== Records to use
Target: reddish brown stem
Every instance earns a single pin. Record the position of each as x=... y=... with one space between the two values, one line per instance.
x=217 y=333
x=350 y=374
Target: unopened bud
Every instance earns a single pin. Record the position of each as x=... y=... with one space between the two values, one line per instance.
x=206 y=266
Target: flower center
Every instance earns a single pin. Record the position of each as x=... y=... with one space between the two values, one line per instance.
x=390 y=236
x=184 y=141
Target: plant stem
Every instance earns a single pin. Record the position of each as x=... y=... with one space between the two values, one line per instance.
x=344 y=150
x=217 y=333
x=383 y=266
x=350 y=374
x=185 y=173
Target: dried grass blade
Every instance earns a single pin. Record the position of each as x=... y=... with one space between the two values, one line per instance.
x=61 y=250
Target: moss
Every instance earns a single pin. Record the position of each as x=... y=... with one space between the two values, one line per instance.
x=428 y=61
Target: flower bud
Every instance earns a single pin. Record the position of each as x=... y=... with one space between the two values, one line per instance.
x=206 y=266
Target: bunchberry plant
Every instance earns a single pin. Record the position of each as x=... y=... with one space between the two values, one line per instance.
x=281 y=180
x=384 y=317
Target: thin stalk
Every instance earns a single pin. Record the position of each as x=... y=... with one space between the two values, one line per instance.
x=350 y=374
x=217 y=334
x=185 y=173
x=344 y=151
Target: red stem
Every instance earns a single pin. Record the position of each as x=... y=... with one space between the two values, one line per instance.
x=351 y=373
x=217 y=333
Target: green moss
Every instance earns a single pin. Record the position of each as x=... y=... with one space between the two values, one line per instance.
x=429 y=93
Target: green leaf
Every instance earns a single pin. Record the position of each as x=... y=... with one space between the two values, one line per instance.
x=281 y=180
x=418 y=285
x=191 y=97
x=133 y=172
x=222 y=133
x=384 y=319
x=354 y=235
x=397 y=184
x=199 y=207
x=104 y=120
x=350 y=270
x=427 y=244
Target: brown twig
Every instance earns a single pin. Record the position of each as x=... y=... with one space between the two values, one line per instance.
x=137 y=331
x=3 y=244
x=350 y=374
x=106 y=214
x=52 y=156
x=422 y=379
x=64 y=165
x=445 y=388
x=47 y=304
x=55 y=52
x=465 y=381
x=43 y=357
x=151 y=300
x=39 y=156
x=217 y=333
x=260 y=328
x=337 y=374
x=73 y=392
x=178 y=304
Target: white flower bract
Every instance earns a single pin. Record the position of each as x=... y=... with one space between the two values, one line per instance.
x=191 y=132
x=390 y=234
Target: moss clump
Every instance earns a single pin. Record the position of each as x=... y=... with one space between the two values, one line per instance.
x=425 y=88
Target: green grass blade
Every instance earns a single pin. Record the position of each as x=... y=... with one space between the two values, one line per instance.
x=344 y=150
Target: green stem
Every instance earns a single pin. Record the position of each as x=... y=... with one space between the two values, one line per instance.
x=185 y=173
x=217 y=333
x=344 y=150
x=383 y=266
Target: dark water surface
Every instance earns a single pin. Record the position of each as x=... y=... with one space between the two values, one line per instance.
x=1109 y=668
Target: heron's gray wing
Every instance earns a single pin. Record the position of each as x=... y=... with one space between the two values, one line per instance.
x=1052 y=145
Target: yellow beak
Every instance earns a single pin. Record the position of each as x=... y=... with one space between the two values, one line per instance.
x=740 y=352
====
» **What the task asks**:
The records above are to be returned exactly as they appear.

» **Written reply**:
Target: reddish brown stem
Every instance earns a single pin. Record the position of each as x=... y=... with one space between the two values, one line per instance.
x=217 y=333
x=350 y=374
Target: unopened bud
Every instance earns a single pin. Record the position of each as x=... y=... with one space between the two values, one line per instance.
x=206 y=266
Target: flower center
Every instance earns a single pin. Record the position of each as x=... y=... with one space between the two values, one line per instance.
x=390 y=236
x=184 y=141
Target: plant stem
Every instance earns a single pin. Record the position of each as x=... y=... with one space between the two values, one line per instance.
x=344 y=150
x=217 y=333
x=383 y=266
x=350 y=374
x=185 y=173
Target: dried grass blade
Every instance earns a single pin. Record the position of each as x=... y=... with one space between the two values, one line per instance.
x=61 y=250
Target: moss
Every instance earns a single pin. Record the position of each as x=... y=... with one space between the two values, one line per instance.
x=428 y=61
Target: flower bud
Every instance earns a single pin. Record the position of each as x=... y=... with one space between the two values, one line per instance.
x=206 y=266
Target: bunchberry plant
Every instance earns a single pin. Record the position of each as x=... y=... with one space between the two values, one line per instance.
x=281 y=180
x=384 y=317
Target: thin stalk
Every instance earns a single pin. Record the position of each as x=... y=... with one space between the two values, one line per instance.
x=350 y=374
x=217 y=334
x=185 y=173
x=344 y=151
Target: red stem
Every instance earns a single pin. Record the position of each as x=... y=... with one space between the two values, one line per instance.
x=351 y=373
x=217 y=333
Target: green moss
Every instance earns a single pin. Record the position of each as x=... y=... with one space between the two values, one line per instance.
x=429 y=93
Target: green leaf
Every instance earns a single pin. Record the position of each as x=... y=... with one space between the two values, one line per instance.
x=281 y=180
x=418 y=285
x=191 y=97
x=133 y=172
x=222 y=133
x=384 y=319
x=354 y=235
x=397 y=184
x=199 y=207
x=104 y=120
x=350 y=270
x=427 y=244
Target: brown twig
Every instance earns a single pin. Record the position of each as x=... y=... with one space between the two values, one line per instance.
x=137 y=331
x=3 y=244
x=350 y=374
x=106 y=214
x=52 y=156
x=422 y=379
x=64 y=165
x=445 y=388
x=47 y=304
x=55 y=52
x=465 y=381
x=43 y=357
x=151 y=300
x=39 y=156
x=217 y=333
x=260 y=328
x=337 y=374
x=73 y=392
x=178 y=304
Target: white flower bract
Every instance earns a single pin. Record the position of each as x=... y=... with one space between the two values, one line per instance.
x=191 y=132
x=390 y=234
Target: moss clump
Every instance earns a single pin. Record the position of each as x=... y=... with one space between the two values, one line per instance.
x=425 y=88
Target: green grass blade
Every instance earns a single pin. Record the position of each as x=... y=... with one space between the two values, one line per instance.
x=344 y=150
Target: green stem
Every instance earns a single pin. Record the position of each as x=... y=... with one space between the two values, one line per instance.
x=185 y=173
x=217 y=333
x=344 y=150
x=383 y=266
Target: dark water surface
Every instance earns a single pin. Record the position of each as x=... y=... with one space between the two values, one line per instance.
x=1109 y=668
Target: heron's gray wing
Every instance earns a single pin. Record the position of each as x=... y=... with one space between the two values, one line per instance.
x=1052 y=145
Target: yellow beak
Every instance earns a single pin. Record the position of each as x=... y=... with one space between the two values, one line per instance.
x=740 y=352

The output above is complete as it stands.